> **PROVIDED PASSAGE**:
········
The black cab protest was also about a lot more than uber - it was about Transport for London's lax policies on minicabs in general, including that they're basically ignoring the illegal gypsy cabs, not providing sufficient places for black taxi ranks etc, and generally allowing VC backed services, such as uber, to basically ignore the regulations in place that are meant to improve passenger safety.
posted by ArkhanJG at 12:17 AM on June 13 [10 favorites]


Really surprised nobody's having the conversation about the really interesting competitive environment that's likely only a few years away: between crowdsourced "sharing economy" middlemen and an army of independent contractors, and centralized highly-capitalized Google car taxi services (the long-vaunted PRT). Who needs a driver with a smartphone when the car is the driver and the smartphone? I suppose there's actually a sort of anarchic mid-level disruption here as well which would be the independent Google car owners, but they would probably resemble the former to the drivers (rent your car when you're not using it) and the latter to the customers (you call/text/app one number, you get a car, you don't care).

Especially after the Tracy Morgan incident, I think we're going to see computer drivers even sooner now, if there's any possibility of tightened regulation with teeth.
posted by dhartung at 12:38 AM on June 13 [1 favorite]


It sounds like most of America has had a terrible taxi experience, which is what paved the way for Uber et al. How did the situation get that bad? How will the future of taxi hiring be any better once the market settles down? Is the rating system the only difference? Do you get marked down for not tipping? Not chatting? Chatting too much? It seems like it could be a bit arbitrary.

Where I live in the UK all the taxi companies log your pick ups and drop off addresses, so if you call them they will ask if you are at home or one of your regular pick up points. Cars are all on GPS and the computer tells the nearest drivers to pick you up. If you have any complaints the office can look at the journey in question.

One of the private hire companies (liveried) has an app and automated phone line as well as hundreds of cars. They will normally arrive in less than two minutes. I have spoken to drivers about how much they pay for the cars vs. driving their own car. £90/week for the computer that connects you to the office and you pay for your own car maintenance vs. £150/week for a car for 12 hours a day. That company has at least 300 cars running 24 hours a day and 200 owner drivers, so that is £108k per week income for the business. The business owner also owns the building that the office is in (when they employed people they had 10 minimum wage people on the phone and three managers) and the garage where the cars are serviced (staffed entirely by Polish men other than the manager and the secretary). They can take card payments over the phone if necessary, but in the UK taxis take cash usually. I estimate he is making at least £70k per week as he is the sole owner, having bought out the previous owner who built the business up. He only directly employs white people and is a notorious racist and all round asshole, so I don't use his service.
········
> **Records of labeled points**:
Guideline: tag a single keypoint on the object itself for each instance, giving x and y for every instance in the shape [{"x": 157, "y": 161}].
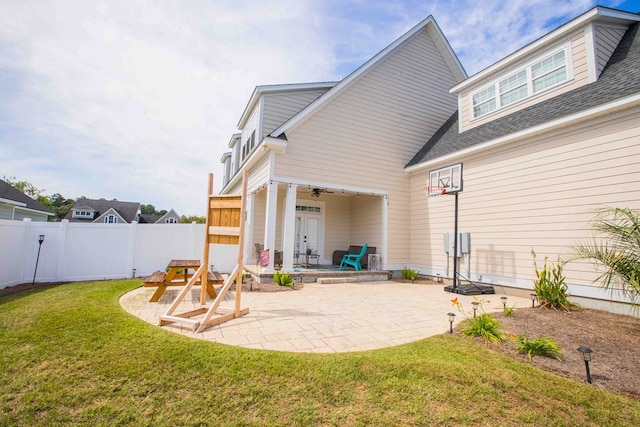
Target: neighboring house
[
  {"x": 547, "y": 136},
  {"x": 104, "y": 211},
  {"x": 15, "y": 205},
  {"x": 170, "y": 217},
  {"x": 116, "y": 212}
]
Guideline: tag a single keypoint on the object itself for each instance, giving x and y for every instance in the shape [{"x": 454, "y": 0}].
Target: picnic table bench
[{"x": 172, "y": 277}]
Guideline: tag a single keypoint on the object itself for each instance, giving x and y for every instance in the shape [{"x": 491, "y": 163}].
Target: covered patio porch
[{"x": 319, "y": 274}]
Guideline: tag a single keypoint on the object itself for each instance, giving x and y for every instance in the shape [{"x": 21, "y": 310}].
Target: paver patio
[{"x": 325, "y": 318}]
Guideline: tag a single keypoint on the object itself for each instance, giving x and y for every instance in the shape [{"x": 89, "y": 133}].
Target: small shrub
[
  {"x": 283, "y": 279},
  {"x": 550, "y": 286},
  {"x": 541, "y": 346},
  {"x": 485, "y": 326},
  {"x": 508, "y": 311},
  {"x": 409, "y": 274}
]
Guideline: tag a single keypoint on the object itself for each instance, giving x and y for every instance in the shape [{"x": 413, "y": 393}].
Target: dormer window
[{"x": 532, "y": 79}]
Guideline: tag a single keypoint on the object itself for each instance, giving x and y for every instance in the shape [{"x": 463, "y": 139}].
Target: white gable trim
[
  {"x": 261, "y": 90},
  {"x": 586, "y": 18},
  {"x": 620, "y": 104},
  {"x": 361, "y": 71}
]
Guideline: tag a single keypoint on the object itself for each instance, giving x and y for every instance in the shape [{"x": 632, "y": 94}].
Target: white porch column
[
  {"x": 270, "y": 224},
  {"x": 249, "y": 248},
  {"x": 288, "y": 244}
]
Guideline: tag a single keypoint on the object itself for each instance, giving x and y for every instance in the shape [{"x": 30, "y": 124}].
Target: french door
[{"x": 308, "y": 231}]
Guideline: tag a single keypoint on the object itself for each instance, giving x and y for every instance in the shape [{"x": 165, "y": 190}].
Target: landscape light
[
  {"x": 504, "y": 302},
  {"x": 586, "y": 356},
  {"x": 475, "y": 307},
  {"x": 40, "y": 241},
  {"x": 452, "y": 317}
]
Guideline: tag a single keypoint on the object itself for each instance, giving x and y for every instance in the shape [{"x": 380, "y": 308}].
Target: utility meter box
[{"x": 464, "y": 243}]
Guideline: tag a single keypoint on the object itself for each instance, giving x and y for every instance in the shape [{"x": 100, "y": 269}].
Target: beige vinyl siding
[
  {"x": 6, "y": 212},
  {"x": 278, "y": 108},
  {"x": 538, "y": 194},
  {"x": 367, "y": 134},
  {"x": 607, "y": 39},
  {"x": 580, "y": 78}
]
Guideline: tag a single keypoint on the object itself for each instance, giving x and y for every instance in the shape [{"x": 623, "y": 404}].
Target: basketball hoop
[{"x": 435, "y": 190}]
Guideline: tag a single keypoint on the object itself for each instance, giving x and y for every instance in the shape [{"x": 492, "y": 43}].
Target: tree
[
  {"x": 618, "y": 253},
  {"x": 184, "y": 219},
  {"x": 25, "y": 186}
]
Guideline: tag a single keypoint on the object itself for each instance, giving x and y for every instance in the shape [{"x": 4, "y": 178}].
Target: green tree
[
  {"x": 25, "y": 186},
  {"x": 188, "y": 219},
  {"x": 618, "y": 253}
]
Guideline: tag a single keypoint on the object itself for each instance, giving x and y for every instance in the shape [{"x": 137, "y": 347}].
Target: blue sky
[{"x": 137, "y": 100}]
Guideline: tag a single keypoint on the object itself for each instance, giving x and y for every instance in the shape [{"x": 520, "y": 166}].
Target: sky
[{"x": 137, "y": 100}]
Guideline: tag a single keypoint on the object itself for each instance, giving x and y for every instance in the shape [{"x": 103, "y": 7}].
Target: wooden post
[
  {"x": 205, "y": 256},
  {"x": 241, "y": 244}
]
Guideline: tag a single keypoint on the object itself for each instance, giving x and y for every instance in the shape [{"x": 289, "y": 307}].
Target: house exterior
[
  {"x": 15, "y": 205},
  {"x": 116, "y": 212},
  {"x": 170, "y": 217},
  {"x": 547, "y": 136}
]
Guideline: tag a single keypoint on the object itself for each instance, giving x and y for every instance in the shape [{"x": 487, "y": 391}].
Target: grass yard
········
> **AIM**:
Can you retype the taxi discussion, starting with "Where I live" and going on through "journey in question."?

> **FULL ANSWER**:
Where I live in the UK all the taxi companies log your pick ups and drop off addresses, so if you call them they will ask if you are at home or one of your regular pick up points. Cars are all on GPS and the computer tells the nearest drivers to pick you up. If you have any complaints the office can look at the journey in question.